(Location identification entries)
* START *

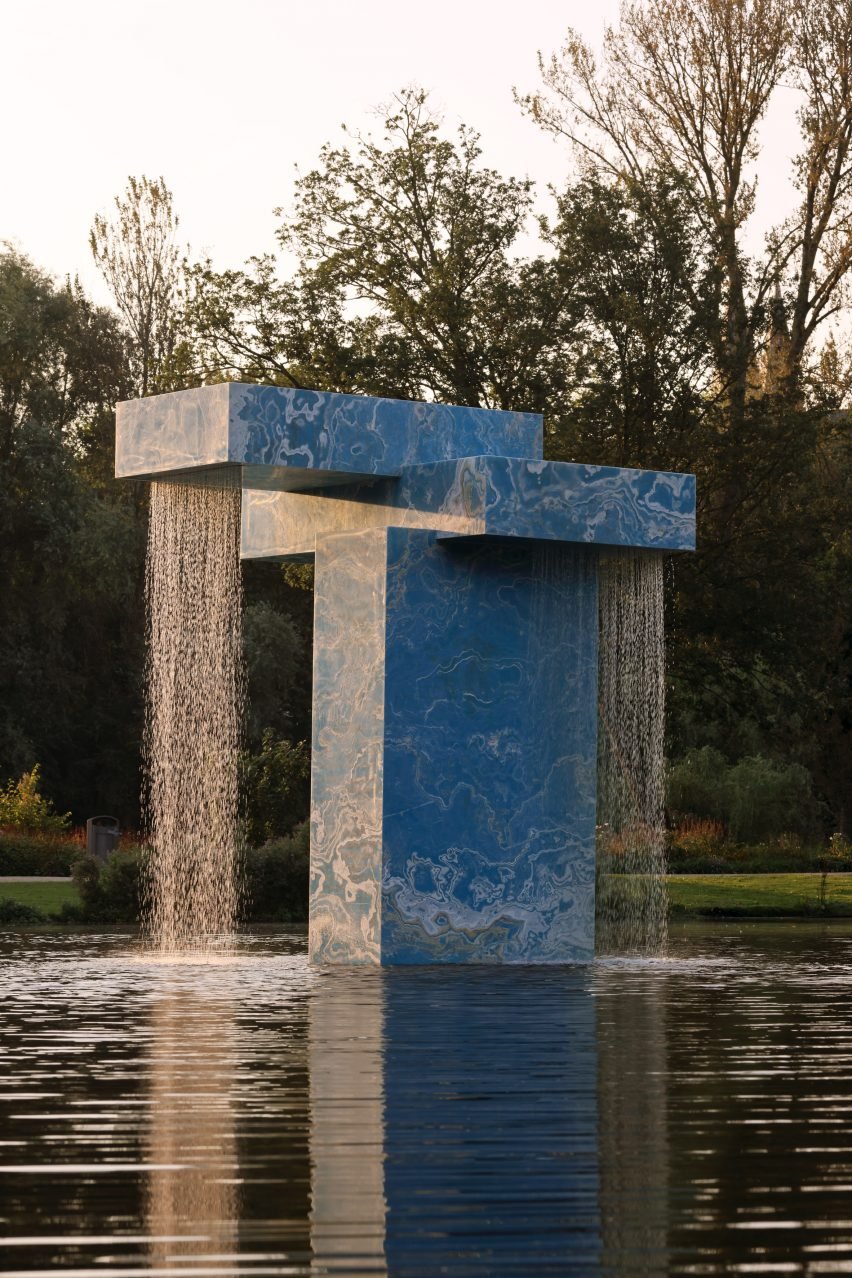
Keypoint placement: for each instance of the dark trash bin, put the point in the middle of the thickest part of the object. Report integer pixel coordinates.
(101, 836)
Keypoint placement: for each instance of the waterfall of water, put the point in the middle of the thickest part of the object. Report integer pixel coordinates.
(193, 715)
(631, 782)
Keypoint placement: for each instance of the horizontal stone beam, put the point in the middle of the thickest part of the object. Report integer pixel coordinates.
(483, 496)
(298, 438)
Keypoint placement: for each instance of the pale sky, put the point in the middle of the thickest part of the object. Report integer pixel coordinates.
(224, 100)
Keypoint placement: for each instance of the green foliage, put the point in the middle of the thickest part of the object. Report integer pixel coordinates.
(24, 808)
(72, 545)
(277, 782)
(111, 892)
(23, 854)
(17, 913)
(275, 882)
(277, 879)
(756, 799)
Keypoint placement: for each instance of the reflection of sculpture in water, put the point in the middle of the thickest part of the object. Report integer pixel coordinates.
(632, 1131)
(345, 1051)
(454, 1122)
(192, 1199)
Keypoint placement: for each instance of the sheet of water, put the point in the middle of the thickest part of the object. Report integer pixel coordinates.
(194, 706)
(254, 1115)
(631, 902)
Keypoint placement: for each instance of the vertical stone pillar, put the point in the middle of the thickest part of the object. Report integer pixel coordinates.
(455, 746)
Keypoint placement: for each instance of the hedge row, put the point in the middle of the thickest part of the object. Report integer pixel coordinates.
(28, 854)
(275, 885)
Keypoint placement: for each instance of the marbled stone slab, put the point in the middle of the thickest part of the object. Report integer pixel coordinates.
(489, 752)
(484, 496)
(293, 438)
(455, 745)
(348, 749)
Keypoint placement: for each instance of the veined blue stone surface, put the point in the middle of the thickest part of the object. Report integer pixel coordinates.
(348, 749)
(484, 496)
(455, 653)
(483, 785)
(307, 438)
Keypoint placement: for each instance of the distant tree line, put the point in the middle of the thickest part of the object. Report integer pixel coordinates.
(640, 327)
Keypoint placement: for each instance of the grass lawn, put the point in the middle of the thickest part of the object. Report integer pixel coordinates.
(796, 895)
(47, 897)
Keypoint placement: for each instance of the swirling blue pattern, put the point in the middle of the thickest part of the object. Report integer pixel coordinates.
(295, 437)
(450, 713)
(455, 653)
(483, 496)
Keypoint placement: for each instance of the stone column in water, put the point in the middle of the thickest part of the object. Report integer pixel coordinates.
(455, 653)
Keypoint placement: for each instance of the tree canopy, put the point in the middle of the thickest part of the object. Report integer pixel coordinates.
(630, 313)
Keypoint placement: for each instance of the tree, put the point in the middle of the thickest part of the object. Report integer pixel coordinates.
(636, 362)
(405, 284)
(70, 548)
(685, 87)
(139, 258)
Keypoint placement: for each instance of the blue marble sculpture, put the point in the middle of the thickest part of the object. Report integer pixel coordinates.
(455, 652)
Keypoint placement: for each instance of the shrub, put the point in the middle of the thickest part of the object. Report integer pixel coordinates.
(28, 854)
(15, 911)
(110, 892)
(277, 786)
(23, 807)
(765, 799)
(277, 879)
(696, 785)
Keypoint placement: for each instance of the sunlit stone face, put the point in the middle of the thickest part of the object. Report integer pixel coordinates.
(455, 653)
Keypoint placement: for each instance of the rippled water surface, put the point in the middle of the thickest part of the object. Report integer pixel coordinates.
(690, 1115)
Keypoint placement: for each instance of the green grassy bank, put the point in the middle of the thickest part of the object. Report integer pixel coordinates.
(690, 896)
(773, 895)
(38, 895)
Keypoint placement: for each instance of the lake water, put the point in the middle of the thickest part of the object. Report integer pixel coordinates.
(256, 1116)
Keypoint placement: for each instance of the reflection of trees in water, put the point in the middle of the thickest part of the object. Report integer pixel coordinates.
(632, 1129)
(192, 1200)
(345, 1038)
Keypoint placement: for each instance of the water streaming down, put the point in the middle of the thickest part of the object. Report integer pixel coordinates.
(631, 780)
(194, 709)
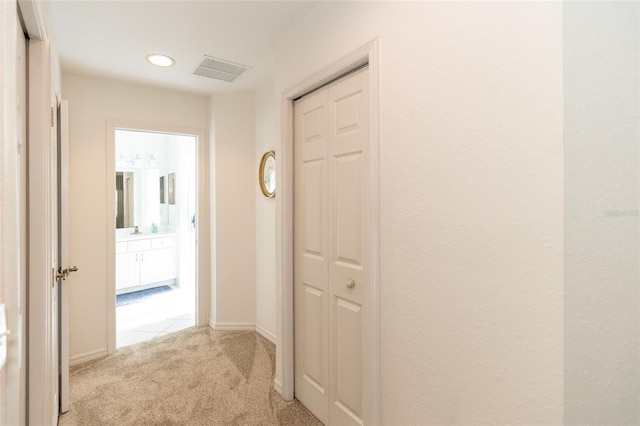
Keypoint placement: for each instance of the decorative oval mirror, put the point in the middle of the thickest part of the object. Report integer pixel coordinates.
(267, 174)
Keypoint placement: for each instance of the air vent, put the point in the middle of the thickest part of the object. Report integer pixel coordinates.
(219, 69)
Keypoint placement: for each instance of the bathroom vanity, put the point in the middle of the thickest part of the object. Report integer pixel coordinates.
(145, 261)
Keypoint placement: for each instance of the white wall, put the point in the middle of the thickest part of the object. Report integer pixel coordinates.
(266, 134)
(233, 285)
(93, 101)
(471, 186)
(601, 92)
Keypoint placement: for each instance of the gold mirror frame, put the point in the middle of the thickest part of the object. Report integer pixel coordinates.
(261, 176)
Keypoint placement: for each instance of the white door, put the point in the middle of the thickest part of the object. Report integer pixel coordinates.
(331, 139)
(63, 252)
(55, 289)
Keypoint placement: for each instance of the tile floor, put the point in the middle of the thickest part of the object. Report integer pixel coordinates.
(161, 314)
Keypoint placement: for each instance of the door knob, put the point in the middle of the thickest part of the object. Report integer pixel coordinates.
(61, 274)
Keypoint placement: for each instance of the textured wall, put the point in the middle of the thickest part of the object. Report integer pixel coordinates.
(266, 133)
(471, 201)
(235, 288)
(93, 101)
(601, 110)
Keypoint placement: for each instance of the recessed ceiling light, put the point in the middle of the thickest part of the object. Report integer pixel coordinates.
(160, 60)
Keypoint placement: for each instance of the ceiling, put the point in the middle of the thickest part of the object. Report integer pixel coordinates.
(111, 38)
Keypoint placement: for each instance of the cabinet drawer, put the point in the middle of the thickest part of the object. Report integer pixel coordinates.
(139, 245)
(162, 242)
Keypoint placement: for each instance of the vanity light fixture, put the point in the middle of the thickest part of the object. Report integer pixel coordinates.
(160, 60)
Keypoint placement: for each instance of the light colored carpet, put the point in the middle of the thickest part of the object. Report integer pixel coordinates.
(197, 376)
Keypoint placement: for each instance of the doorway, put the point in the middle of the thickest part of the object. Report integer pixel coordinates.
(285, 270)
(155, 236)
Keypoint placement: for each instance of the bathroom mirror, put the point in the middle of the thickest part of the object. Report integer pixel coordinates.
(139, 197)
(124, 199)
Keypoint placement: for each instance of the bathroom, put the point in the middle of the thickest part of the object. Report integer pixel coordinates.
(155, 234)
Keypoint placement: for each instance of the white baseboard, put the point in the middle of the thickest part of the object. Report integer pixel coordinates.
(277, 386)
(266, 334)
(235, 326)
(87, 356)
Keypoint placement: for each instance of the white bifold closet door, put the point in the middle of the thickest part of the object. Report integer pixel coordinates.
(331, 266)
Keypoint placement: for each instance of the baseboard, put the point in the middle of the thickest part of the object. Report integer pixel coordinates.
(235, 326)
(277, 386)
(87, 356)
(266, 334)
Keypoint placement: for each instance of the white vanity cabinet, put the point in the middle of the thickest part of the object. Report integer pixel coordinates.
(144, 262)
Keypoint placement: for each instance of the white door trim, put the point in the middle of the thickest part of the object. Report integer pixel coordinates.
(284, 382)
(202, 220)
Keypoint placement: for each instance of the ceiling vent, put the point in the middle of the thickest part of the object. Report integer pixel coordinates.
(219, 69)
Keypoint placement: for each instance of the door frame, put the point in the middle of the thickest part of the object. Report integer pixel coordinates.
(202, 222)
(284, 381)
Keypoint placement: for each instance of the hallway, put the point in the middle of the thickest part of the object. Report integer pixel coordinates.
(196, 376)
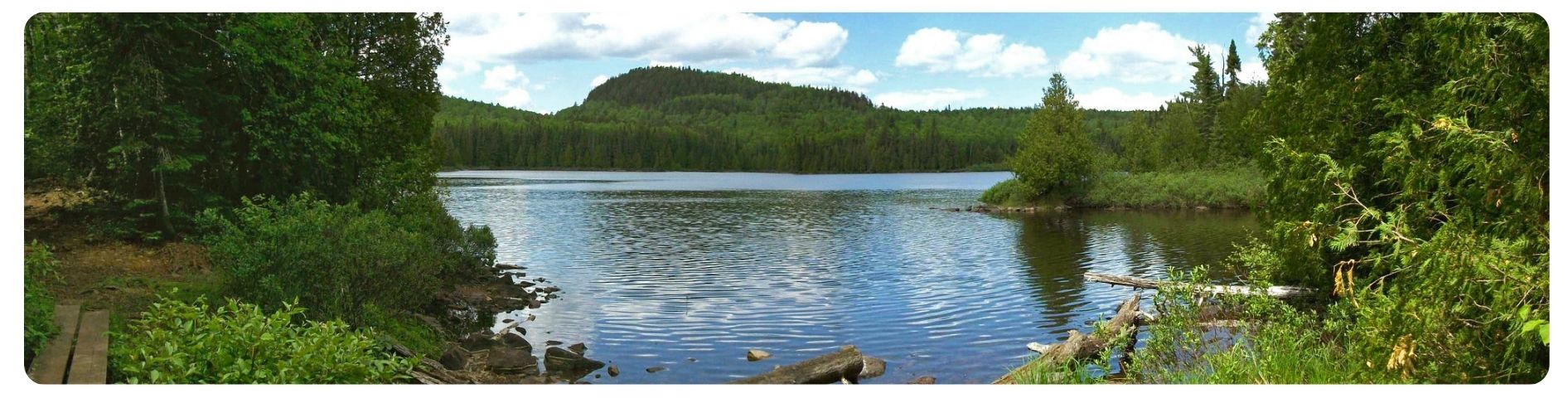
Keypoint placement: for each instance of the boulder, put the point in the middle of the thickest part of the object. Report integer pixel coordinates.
(477, 341)
(568, 364)
(872, 367)
(754, 355)
(455, 358)
(511, 339)
(506, 360)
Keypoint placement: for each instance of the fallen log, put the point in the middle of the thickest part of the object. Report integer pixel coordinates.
(1212, 289)
(1079, 346)
(838, 366)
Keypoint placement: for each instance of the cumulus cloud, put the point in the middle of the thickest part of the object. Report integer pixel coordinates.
(1116, 100)
(845, 77)
(927, 100)
(1256, 26)
(511, 82)
(1253, 72)
(1135, 54)
(673, 36)
(943, 51)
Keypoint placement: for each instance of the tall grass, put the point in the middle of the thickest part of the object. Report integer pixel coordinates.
(1225, 189)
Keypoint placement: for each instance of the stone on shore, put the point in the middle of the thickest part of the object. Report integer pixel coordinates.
(568, 363)
(874, 367)
(455, 358)
(754, 355)
(506, 360)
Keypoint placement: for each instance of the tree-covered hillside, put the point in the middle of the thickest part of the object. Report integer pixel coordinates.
(678, 118)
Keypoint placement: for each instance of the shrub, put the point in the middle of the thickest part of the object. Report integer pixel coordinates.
(333, 260)
(176, 342)
(1009, 192)
(38, 319)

* END *

▶ **What to produce**: Your task is to give again, unchanged, the lines from the line that contains "Keypoint placement: for each instance of the hallway, put" to the end of the records. Include both end lines but no pictures.

▶ **Result of the task**:
Keypoint placement: for each instance of the hallway, put the point in the middle of the thickest part of the object. Report integer pixel coordinates.
(196, 376)
Keypoint placement: for each instance of the boulder, put the point in the middle of the thickest part of the object. Report integer pixel coordinates.
(477, 341)
(568, 364)
(872, 367)
(754, 355)
(455, 358)
(511, 339)
(506, 360)
Keypoint placement: for each instance of the fallen log, put the point in the middle of the thickest part of the object. Report integer pixel coordinates.
(1212, 289)
(1079, 346)
(838, 366)
Keypoint placement: for each instance of the cumulus cloud, put the point in the middle of the thickest part of the object. Report integer pixel coordinates.
(1116, 100)
(845, 77)
(927, 100)
(1256, 26)
(511, 82)
(1253, 72)
(1135, 54)
(673, 36)
(943, 51)
Keypoint placement: for each instance of the tall grass, put the point in the middle of the thickest part of the object. Report integer pixel coordinates.
(1225, 189)
Keypoint placement: for each instance of the stone on shore, put the point in the middle of the thickest part of the object. Report integer pixel coordinates.
(568, 363)
(874, 367)
(455, 358)
(754, 355)
(506, 360)
Keypoint placement: for each instance of the tree-covered hillside, put the point in the middle of the thickest part of the object. Report integer pixel coordinates.
(678, 118)
Keypoint placement: for each instance of the shrub, put the point in the middle of the thickest part of the object. Report integer pixel coordinates.
(333, 260)
(176, 342)
(1009, 192)
(38, 319)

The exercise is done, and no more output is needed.